## [To do]
The answer is to be an exact copy of the lines below running from the line with "Target: small purple flower." down to the line with "Target: flat stone slab.", both ends included, and nothing more.

==== Dataset extract ====

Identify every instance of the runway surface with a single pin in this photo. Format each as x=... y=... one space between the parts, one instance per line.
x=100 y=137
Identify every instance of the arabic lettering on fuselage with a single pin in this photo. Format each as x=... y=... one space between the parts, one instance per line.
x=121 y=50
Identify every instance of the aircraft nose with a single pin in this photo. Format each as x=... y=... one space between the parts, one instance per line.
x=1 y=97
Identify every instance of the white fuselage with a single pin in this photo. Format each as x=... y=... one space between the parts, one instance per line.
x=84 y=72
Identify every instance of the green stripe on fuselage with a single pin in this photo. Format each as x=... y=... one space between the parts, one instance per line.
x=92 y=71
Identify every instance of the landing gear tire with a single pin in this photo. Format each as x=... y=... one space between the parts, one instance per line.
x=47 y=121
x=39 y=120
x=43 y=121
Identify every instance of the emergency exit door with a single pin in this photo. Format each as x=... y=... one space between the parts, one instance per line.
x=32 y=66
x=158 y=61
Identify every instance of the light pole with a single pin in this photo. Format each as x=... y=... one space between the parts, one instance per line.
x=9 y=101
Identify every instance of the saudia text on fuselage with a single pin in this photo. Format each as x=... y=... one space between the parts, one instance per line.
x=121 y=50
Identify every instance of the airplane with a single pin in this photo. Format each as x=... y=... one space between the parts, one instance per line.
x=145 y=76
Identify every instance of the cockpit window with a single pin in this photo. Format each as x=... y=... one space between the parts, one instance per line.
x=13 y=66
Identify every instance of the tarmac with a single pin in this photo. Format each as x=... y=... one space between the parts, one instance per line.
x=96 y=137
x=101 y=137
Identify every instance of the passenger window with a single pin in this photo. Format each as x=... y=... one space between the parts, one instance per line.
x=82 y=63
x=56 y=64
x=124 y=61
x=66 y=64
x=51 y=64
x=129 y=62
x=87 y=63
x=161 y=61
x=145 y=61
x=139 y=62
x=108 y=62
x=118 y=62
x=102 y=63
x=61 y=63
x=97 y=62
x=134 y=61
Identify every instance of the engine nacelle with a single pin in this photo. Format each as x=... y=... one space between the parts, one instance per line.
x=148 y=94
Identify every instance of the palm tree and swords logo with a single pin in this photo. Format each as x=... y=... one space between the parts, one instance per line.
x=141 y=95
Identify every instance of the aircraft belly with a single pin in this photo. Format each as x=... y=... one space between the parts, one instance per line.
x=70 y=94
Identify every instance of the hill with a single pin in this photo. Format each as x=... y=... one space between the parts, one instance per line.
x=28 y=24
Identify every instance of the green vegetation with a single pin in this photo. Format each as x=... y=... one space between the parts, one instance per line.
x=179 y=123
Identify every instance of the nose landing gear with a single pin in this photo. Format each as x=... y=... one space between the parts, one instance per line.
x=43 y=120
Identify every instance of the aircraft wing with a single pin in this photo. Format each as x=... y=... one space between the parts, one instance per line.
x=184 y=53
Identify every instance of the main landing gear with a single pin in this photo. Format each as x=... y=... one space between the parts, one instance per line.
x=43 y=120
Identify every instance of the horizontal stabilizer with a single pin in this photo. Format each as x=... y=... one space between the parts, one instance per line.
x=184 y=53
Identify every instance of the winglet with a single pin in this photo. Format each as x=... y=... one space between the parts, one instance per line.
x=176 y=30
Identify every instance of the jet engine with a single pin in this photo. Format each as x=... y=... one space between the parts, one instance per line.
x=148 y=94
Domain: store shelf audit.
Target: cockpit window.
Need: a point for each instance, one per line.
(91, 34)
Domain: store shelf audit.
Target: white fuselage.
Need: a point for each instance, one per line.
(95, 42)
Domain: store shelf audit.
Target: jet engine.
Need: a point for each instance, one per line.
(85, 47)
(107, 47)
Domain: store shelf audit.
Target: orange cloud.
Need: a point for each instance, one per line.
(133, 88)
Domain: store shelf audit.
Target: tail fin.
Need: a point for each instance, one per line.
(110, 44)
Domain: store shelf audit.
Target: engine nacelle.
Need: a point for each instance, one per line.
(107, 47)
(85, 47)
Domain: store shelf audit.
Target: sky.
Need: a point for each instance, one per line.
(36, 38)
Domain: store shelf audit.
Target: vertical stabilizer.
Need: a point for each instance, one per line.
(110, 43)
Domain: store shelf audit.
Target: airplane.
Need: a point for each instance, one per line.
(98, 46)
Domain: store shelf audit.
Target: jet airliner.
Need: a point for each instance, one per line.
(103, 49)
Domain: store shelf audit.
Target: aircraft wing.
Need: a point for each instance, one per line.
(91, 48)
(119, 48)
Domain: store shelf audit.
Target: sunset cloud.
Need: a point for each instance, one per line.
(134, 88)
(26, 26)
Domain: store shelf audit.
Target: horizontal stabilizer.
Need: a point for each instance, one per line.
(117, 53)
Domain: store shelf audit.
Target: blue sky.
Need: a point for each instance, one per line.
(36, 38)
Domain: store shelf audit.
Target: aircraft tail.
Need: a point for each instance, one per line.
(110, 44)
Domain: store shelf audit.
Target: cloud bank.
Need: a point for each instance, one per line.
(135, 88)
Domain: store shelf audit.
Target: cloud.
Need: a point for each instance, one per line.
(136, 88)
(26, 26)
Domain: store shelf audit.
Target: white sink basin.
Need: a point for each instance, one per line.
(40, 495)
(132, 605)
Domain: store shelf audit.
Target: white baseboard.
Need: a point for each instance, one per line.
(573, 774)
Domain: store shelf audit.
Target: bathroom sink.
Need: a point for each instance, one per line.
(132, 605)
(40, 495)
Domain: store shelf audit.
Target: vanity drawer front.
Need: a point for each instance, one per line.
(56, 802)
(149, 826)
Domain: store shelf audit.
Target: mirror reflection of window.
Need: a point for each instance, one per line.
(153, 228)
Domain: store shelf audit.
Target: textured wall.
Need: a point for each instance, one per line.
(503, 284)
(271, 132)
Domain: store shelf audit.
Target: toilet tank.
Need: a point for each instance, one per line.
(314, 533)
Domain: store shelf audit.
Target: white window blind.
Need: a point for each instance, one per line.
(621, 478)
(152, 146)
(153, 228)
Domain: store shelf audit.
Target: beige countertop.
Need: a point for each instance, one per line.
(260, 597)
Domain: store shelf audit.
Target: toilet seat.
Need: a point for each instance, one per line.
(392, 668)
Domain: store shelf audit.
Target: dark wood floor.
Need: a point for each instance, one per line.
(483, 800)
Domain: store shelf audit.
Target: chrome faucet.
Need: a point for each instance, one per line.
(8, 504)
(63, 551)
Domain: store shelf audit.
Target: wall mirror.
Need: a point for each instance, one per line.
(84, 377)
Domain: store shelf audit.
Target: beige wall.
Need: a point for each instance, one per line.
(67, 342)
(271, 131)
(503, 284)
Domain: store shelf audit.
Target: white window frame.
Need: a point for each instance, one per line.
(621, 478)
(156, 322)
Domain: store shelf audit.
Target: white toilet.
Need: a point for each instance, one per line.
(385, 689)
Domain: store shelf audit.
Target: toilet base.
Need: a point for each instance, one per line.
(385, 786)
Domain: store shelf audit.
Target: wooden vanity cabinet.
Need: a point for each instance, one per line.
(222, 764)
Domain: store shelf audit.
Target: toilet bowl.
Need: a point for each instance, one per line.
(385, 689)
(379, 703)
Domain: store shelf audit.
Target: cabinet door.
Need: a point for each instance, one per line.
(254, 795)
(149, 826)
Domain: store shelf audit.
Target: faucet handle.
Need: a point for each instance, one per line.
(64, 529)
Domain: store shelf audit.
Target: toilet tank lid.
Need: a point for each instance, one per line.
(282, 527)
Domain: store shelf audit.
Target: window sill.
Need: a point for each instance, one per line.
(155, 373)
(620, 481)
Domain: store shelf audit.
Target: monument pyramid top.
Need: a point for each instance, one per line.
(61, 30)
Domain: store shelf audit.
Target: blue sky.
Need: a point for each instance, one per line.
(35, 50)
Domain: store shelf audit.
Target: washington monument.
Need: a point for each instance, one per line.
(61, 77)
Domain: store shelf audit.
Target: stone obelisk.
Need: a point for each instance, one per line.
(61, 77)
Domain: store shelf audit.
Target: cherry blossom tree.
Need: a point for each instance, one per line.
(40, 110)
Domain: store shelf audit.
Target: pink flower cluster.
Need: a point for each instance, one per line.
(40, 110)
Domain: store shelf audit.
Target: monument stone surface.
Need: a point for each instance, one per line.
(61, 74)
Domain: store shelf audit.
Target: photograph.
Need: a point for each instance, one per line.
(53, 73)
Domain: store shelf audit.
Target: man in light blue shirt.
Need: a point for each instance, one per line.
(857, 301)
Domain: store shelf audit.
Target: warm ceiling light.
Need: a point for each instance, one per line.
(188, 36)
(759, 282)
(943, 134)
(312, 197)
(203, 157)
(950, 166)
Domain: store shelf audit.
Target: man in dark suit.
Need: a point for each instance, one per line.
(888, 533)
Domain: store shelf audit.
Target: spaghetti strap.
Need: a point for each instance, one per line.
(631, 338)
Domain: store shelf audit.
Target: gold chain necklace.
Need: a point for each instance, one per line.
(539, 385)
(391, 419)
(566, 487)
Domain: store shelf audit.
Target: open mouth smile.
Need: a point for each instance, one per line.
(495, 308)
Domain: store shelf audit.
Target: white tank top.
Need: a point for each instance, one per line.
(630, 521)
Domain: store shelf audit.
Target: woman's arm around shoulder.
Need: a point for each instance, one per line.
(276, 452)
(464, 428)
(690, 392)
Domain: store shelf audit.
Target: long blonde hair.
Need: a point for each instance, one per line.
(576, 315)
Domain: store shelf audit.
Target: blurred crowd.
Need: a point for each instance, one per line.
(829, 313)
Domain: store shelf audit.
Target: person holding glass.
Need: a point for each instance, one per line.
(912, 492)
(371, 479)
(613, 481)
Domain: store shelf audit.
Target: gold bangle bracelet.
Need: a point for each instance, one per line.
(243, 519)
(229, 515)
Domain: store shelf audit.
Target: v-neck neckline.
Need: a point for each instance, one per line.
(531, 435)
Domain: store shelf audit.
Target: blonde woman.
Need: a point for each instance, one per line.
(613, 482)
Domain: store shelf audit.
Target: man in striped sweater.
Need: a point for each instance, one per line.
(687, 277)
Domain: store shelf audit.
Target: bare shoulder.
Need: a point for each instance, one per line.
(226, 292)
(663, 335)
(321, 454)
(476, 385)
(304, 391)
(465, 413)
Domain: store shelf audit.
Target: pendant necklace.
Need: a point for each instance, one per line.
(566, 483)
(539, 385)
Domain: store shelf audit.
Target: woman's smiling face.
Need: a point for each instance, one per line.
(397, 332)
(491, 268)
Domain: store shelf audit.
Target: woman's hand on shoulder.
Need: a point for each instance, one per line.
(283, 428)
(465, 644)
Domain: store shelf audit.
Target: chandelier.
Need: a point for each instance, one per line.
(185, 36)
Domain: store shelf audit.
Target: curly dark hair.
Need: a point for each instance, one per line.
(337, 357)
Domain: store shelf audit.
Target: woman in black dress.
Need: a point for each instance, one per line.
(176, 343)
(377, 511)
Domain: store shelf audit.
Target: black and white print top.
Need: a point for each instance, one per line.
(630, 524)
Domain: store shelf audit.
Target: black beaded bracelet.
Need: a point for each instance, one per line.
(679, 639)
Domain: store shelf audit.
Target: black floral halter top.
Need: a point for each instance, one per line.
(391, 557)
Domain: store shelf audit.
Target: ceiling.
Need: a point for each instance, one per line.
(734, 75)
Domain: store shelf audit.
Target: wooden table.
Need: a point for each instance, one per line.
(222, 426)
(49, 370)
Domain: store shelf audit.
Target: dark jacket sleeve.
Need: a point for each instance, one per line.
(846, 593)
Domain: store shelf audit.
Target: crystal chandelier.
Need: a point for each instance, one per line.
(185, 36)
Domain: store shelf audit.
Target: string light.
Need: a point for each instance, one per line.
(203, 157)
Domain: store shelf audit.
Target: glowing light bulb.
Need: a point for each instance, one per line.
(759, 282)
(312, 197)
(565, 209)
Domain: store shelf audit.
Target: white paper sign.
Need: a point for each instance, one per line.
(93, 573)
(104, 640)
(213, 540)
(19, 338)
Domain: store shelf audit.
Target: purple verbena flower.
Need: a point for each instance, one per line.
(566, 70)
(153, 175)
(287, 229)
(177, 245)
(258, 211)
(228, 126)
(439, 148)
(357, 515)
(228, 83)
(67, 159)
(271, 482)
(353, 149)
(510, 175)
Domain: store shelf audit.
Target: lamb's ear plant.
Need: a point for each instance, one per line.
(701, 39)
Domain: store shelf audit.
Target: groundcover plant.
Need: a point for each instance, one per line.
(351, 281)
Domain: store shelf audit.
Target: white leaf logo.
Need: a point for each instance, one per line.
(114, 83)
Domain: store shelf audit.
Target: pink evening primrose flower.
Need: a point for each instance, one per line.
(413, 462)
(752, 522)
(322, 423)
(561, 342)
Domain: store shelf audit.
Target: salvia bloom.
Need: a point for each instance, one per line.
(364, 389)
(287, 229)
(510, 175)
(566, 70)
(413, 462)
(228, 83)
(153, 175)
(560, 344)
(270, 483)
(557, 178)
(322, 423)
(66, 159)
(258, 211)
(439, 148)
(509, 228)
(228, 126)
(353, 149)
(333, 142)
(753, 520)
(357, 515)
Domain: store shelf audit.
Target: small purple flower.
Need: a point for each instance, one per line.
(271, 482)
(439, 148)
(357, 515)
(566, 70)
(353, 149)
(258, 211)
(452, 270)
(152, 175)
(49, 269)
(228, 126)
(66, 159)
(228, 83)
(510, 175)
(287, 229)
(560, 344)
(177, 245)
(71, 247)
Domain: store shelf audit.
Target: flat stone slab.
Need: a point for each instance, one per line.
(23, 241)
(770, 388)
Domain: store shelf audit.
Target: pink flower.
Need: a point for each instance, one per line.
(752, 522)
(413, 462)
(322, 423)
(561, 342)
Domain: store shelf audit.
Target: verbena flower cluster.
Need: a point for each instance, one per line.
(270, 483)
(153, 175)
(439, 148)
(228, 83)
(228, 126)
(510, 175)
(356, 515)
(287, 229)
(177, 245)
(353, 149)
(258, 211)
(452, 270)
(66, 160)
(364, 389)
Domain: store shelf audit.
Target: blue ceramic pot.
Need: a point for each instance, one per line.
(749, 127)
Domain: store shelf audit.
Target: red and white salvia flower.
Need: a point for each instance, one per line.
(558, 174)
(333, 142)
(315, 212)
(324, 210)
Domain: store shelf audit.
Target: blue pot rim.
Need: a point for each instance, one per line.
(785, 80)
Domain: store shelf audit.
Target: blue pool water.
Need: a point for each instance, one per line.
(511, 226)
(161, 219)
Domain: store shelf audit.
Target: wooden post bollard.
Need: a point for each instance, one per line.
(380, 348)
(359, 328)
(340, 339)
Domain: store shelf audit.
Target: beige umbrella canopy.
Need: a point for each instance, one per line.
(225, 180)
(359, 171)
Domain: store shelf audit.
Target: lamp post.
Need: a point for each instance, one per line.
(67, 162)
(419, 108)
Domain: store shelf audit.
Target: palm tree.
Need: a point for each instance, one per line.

====

## [Expected output]
Target: small purple flower.
Need: a point for each instance, one per line.
(271, 482)
(439, 148)
(357, 515)
(566, 70)
(353, 149)
(258, 211)
(452, 270)
(152, 175)
(49, 269)
(228, 126)
(66, 159)
(228, 83)
(510, 175)
(287, 229)
(560, 344)
(177, 245)
(71, 247)
Domain: store shelf audit.
Target: flat stone slab.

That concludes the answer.